Asian Stainless Steel Soup Spoons


Versatile spoons

A spoon may not seem like much to get excited about, but a carefully designed spoon can be a wonderfully versatile tool.

These are the spoons you see in constant use all over Asia (12 for $6) — and there are many reasons why:

First: the shape is perfect. Easy to hold, it picks up a substantial spoonful (much more than most Western-style soup spoons); the side is sharp enough to cut long noodles against the side of the bowl, but not so sharp that it would cut your mouth; the spoons stack compactly in minimal space, and are small enough to easily fit in a lunch box or food container. The classic shape is elegant enough that fancy restaurants use them to present one-bite appetizers. They also works well as small scoops: use to pack ice-cream in cones, to dip salt out of a jar, etc. There’s one on my potting bench, used as a mini-trowel; I even keep a set of these at work to use while scooping and weighing medicinal chemicals. You can turn it around and use the handle end to scoop if you need to work with smaller amounts… and when you see what lab-ware companies charge for a single stainless “spoonula” you’ll see the appeal.
────────────────────────────────────────
### EXPLORE THE MATERIAL
- 1) In the soup spoon text, copy the passage starting at "Asian Stainless Steel" and ending at "wonderfully versatile tool.", renaming "tool" to "utensil".
- 2) Answer from the soup spoon text:
(a) How many spoons does $6 buy?
(b) What do fancy restaurants use these spoons for?
(c) What is the spoon on the potting bench used as?
- 3) Resume the soup spoon text from its last sentence.
The records that follow have no connection to the soup spoon text.

### DATA LISTING
────────────────────────────────────────
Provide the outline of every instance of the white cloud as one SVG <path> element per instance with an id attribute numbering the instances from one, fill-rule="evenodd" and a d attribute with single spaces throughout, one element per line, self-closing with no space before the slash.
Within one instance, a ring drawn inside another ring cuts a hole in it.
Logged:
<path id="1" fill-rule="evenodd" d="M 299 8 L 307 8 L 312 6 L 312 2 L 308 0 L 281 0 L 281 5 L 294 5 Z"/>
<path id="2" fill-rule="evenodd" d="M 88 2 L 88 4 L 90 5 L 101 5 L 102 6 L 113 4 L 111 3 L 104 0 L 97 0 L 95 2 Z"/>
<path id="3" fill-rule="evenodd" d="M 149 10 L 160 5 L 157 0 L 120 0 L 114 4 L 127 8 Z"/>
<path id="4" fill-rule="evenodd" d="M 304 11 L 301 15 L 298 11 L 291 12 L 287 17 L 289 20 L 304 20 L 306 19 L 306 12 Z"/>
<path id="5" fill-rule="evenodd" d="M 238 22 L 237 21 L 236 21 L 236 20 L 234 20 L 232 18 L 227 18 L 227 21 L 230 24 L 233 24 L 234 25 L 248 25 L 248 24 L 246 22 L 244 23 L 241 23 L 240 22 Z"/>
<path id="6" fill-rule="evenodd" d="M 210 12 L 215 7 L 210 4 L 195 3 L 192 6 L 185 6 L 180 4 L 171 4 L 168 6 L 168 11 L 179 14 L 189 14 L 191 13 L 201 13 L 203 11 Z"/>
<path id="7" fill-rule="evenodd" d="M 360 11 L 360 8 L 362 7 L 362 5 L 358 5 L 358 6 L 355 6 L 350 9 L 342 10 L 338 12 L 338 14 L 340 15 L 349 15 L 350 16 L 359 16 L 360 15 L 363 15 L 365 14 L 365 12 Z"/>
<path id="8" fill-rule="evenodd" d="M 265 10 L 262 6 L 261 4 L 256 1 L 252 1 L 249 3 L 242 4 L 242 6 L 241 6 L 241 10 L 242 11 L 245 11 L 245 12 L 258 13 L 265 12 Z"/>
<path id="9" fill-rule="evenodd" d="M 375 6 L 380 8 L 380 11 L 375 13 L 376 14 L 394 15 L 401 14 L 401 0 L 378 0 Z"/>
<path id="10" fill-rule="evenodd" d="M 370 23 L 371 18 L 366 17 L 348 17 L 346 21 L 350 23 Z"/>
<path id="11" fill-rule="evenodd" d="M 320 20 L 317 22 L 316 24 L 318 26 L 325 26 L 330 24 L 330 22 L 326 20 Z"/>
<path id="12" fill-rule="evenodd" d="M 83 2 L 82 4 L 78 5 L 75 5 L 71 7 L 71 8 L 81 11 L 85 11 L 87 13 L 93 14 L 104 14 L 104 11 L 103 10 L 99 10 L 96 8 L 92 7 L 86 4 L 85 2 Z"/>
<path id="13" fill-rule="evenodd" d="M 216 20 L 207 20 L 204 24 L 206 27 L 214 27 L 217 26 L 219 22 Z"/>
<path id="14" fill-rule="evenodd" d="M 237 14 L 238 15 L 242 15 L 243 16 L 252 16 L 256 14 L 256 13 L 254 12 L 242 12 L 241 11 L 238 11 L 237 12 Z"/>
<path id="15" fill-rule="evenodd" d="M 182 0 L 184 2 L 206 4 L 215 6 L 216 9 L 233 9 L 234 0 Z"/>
────────────────────────────────────────
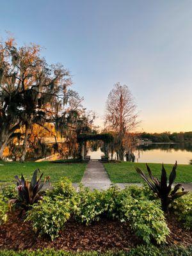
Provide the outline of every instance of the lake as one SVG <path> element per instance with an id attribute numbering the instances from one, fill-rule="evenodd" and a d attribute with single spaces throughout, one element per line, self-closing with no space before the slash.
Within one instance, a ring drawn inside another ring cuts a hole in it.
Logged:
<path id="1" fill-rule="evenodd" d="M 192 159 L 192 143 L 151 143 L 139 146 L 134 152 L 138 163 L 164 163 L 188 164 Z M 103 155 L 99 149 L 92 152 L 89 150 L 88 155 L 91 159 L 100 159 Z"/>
────────────────────────────────────────
### TASK-BY-TASK ANSWERS
- 1)
Asian Stainless Steel Soup Spoons


Versatile spoons

A spoon may not seem like much to get excited about, but a carefully designed spoon can be a wonderfully versatile utensil.

- 2)
(a) 12
(b) To present one-bite appetizers
(c) A mini-trowel

- 3)
Second: easy to grip, a boon for toddlers and those with fine-motor mobility issues. Flat bottom prevents tipping if you set it down.

Third: stainless steel! Durable, corrosion-free, easy to clean, recyclable, eco-friendly. Shiny!

Fourth: CHEAP!

Caveats: They’re rather short, so you probably don’t want to put them in a deep bowl of ramen or they might unexpectedly submerge; use the flat bottom to perch the spoon on a plate or napkin instead. Be careful when loading them into the dishwasher, or they’ll nest into each other and not get completely clean…and of course, be careful with these spoons around their natural enemy: the ever-hungry garbage disposal. I’ve had a couple dozen of these for over 5 years; they’re always the first spoons we reach for, yet still look like new. Give them a try!